## Start Input records
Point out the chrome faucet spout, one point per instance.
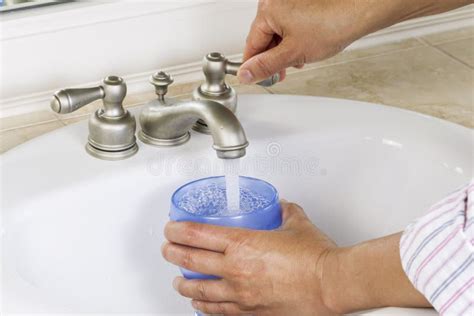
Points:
(169, 125)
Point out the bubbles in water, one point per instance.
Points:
(211, 200)
(231, 170)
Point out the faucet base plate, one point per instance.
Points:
(111, 155)
(163, 142)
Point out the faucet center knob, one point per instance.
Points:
(161, 80)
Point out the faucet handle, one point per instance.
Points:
(111, 128)
(161, 80)
(112, 92)
(232, 68)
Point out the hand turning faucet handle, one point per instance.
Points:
(215, 67)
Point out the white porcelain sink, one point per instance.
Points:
(84, 235)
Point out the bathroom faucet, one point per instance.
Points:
(163, 121)
(215, 67)
(111, 127)
(167, 123)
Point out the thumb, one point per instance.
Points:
(268, 63)
(292, 214)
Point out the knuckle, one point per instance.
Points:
(247, 299)
(263, 65)
(221, 308)
(191, 231)
(187, 260)
(165, 249)
(201, 291)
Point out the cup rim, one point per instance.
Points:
(274, 201)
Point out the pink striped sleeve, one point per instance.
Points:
(437, 253)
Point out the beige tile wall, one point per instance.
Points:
(431, 75)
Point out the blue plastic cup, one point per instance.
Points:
(265, 218)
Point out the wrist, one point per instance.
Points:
(344, 287)
(368, 275)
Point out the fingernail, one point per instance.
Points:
(245, 76)
(175, 283)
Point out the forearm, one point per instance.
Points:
(368, 275)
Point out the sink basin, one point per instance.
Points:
(82, 235)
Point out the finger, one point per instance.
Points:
(225, 308)
(204, 236)
(291, 214)
(204, 290)
(197, 260)
(265, 64)
(282, 75)
(259, 38)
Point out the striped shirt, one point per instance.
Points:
(437, 253)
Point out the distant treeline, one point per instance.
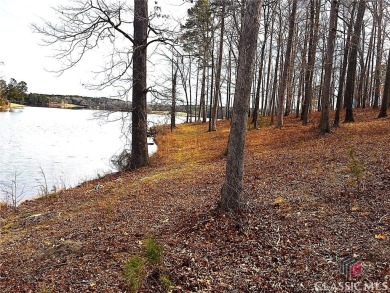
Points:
(61, 101)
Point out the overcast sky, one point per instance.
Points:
(25, 59)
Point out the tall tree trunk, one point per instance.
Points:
(386, 92)
(301, 88)
(378, 13)
(139, 145)
(282, 88)
(268, 96)
(275, 78)
(343, 70)
(314, 25)
(174, 82)
(255, 114)
(231, 193)
(202, 110)
(218, 75)
(352, 62)
(324, 122)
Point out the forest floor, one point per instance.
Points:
(312, 201)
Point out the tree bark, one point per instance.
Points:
(378, 16)
(352, 62)
(324, 124)
(139, 146)
(386, 92)
(343, 71)
(282, 89)
(218, 75)
(311, 58)
(231, 193)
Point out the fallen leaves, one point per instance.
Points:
(302, 216)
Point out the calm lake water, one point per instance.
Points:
(67, 146)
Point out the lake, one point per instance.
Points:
(58, 148)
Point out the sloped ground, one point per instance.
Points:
(306, 212)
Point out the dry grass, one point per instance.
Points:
(302, 209)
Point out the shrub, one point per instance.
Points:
(356, 167)
(153, 251)
(135, 272)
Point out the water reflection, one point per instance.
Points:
(58, 147)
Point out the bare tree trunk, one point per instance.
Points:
(219, 69)
(231, 193)
(378, 13)
(139, 146)
(174, 82)
(343, 71)
(269, 69)
(202, 109)
(386, 92)
(314, 25)
(282, 88)
(325, 124)
(352, 62)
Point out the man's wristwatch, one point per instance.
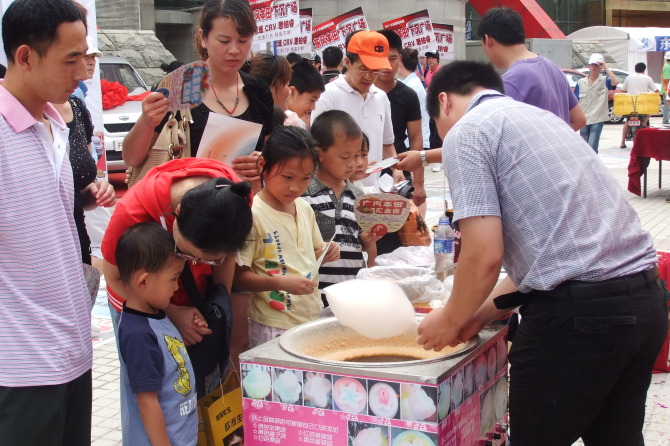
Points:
(424, 161)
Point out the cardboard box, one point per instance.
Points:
(643, 104)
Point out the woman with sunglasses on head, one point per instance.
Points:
(223, 40)
(208, 210)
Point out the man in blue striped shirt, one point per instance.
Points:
(45, 325)
(529, 194)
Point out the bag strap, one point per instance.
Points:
(191, 288)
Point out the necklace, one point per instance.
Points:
(237, 99)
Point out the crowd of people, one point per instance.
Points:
(594, 310)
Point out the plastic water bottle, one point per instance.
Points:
(443, 245)
(96, 142)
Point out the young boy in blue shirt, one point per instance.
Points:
(159, 372)
(332, 196)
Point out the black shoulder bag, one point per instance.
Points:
(209, 357)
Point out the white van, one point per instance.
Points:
(119, 120)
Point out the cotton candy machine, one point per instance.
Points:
(321, 383)
(328, 342)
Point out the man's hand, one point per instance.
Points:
(154, 108)
(103, 192)
(410, 160)
(419, 196)
(184, 318)
(246, 167)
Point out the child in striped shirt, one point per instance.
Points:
(332, 196)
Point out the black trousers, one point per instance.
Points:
(581, 361)
(57, 415)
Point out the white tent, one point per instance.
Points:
(628, 46)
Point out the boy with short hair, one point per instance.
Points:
(159, 372)
(332, 196)
(305, 88)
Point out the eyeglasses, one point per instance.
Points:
(195, 260)
(367, 73)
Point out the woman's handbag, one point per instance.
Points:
(173, 142)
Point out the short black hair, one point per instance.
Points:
(287, 142)
(306, 78)
(144, 246)
(503, 24)
(353, 57)
(461, 77)
(278, 116)
(293, 58)
(216, 216)
(409, 58)
(35, 23)
(170, 67)
(395, 42)
(331, 123)
(332, 56)
(365, 144)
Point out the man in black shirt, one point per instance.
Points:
(406, 119)
(332, 62)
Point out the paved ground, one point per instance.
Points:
(654, 214)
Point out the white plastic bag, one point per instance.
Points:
(375, 309)
(408, 256)
(419, 284)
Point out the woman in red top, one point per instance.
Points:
(207, 209)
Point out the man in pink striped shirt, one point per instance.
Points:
(45, 372)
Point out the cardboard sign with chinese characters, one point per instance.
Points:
(444, 35)
(415, 30)
(298, 44)
(381, 213)
(278, 19)
(221, 412)
(333, 32)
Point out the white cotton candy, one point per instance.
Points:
(375, 309)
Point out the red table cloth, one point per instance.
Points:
(649, 143)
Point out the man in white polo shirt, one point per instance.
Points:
(355, 93)
(45, 324)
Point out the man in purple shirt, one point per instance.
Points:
(45, 320)
(529, 78)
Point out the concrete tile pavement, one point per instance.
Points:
(655, 217)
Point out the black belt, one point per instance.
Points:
(578, 290)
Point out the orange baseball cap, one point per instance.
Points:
(372, 48)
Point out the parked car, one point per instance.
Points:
(119, 120)
(621, 75)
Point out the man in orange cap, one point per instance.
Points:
(366, 57)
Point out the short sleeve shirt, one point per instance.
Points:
(282, 245)
(157, 361)
(557, 201)
(335, 217)
(539, 82)
(405, 108)
(259, 111)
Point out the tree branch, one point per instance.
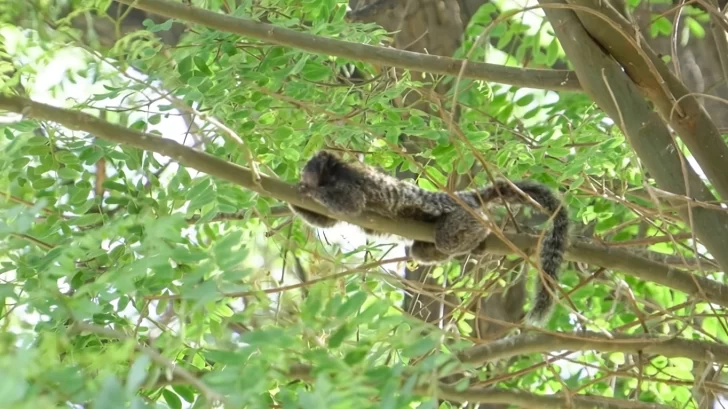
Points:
(611, 258)
(531, 343)
(559, 80)
(530, 400)
(610, 87)
(672, 98)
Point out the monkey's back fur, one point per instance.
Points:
(353, 188)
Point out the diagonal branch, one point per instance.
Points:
(559, 80)
(678, 106)
(532, 343)
(609, 86)
(611, 258)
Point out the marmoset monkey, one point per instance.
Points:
(352, 188)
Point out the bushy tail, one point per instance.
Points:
(553, 244)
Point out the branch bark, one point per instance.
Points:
(610, 87)
(671, 97)
(532, 343)
(560, 80)
(704, 288)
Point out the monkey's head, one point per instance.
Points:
(324, 169)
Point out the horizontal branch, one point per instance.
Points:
(583, 252)
(531, 343)
(524, 399)
(558, 80)
(471, 395)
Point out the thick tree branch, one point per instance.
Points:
(530, 400)
(611, 258)
(559, 80)
(532, 343)
(679, 108)
(610, 87)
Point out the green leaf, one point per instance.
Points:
(352, 305)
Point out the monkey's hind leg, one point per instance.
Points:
(459, 232)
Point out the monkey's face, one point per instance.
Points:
(319, 171)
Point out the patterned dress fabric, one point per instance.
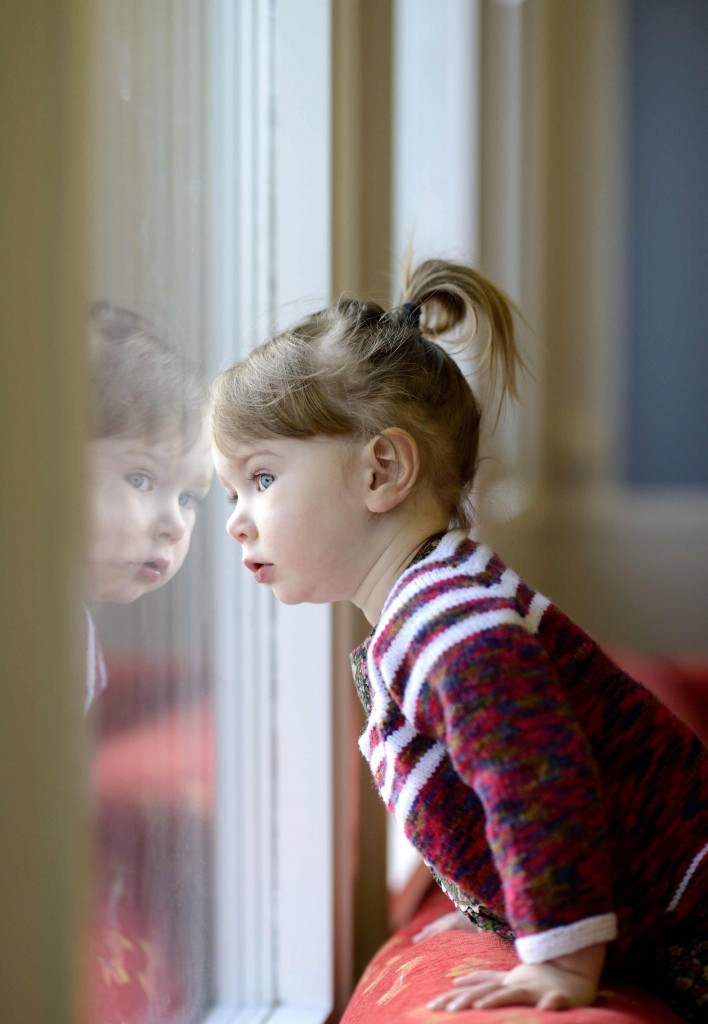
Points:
(551, 795)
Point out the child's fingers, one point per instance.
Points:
(462, 997)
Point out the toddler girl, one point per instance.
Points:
(555, 801)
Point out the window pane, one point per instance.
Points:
(149, 624)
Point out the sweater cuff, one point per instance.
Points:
(567, 939)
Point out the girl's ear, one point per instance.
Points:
(392, 465)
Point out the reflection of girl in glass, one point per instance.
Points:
(149, 464)
(556, 802)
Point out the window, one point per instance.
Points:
(210, 766)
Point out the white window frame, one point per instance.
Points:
(271, 194)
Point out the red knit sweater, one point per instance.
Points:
(525, 766)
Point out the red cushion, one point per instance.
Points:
(404, 976)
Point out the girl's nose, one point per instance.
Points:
(240, 526)
(171, 522)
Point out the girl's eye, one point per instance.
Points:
(263, 480)
(141, 481)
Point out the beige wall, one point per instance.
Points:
(41, 409)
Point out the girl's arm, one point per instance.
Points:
(568, 981)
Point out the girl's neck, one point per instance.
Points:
(398, 545)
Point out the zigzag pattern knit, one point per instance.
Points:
(531, 773)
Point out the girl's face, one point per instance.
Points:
(143, 500)
(302, 525)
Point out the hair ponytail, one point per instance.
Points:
(450, 295)
(355, 370)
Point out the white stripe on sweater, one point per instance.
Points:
(393, 744)
(457, 592)
(417, 778)
(467, 629)
(567, 939)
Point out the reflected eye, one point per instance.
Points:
(189, 501)
(263, 480)
(141, 481)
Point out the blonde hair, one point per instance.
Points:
(354, 370)
(139, 385)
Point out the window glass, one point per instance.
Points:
(149, 692)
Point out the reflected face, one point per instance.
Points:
(143, 500)
(302, 527)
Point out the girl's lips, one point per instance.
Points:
(153, 571)
(260, 570)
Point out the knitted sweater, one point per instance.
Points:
(530, 772)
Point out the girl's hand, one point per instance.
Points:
## End Input records
*Exercise details*
Write out exactly the final stretch of the records: the line containing "Point out the white window" and every line after it, through the last, and nothing else.

*Exercise solution*
Point out the white window frame, one point per instance.
Points:
(271, 194)
Point out the red knit sweater, one point per instance.
Points:
(525, 766)
Point out the red cushion, one point per instance.
Points:
(404, 976)
Point out the girl's nose, one point per instance.
Points:
(240, 526)
(171, 522)
Point out the girl's eye, one point per instance.
Points:
(263, 480)
(141, 481)
Point out the beige wall, one point per instance.
Points:
(41, 409)
Point out the girl's arm, one point per instance.
Points:
(568, 981)
Point out the girl's neck, one point per instance.
Points:
(398, 545)
Point out the zigzag pattern knit, one point per instance.
Points:
(531, 773)
Point out the girl's face, one point per instance.
Points:
(143, 500)
(302, 525)
Point out the hair ponytail, one point per instance.
Points:
(450, 295)
(355, 370)
Point out the white stripe on sweater, one point per instance.
Points:
(393, 744)
(457, 592)
(417, 778)
(467, 629)
(567, 939)
Point out the reflected eye, one point per instance.
Points:
(189, 501)
(263, 480)
(141, 481)
Point out the blonde hair, one point per instance.
Points:
(354, 370)
(139, 385)
Point out the window glass, one point per instance.
Points:
(149, 692)
Point out the reflected face, one point per instance.
Points:
(143, 500)
(302, 527)
Point out the girl's lips, one point per instance.
Points:
(153, 571)
(260, 570)
Point out the knitted sweater, one point per instance.
Points:
(530, 772)
Point out the girl's hand, one point per instance.
Points:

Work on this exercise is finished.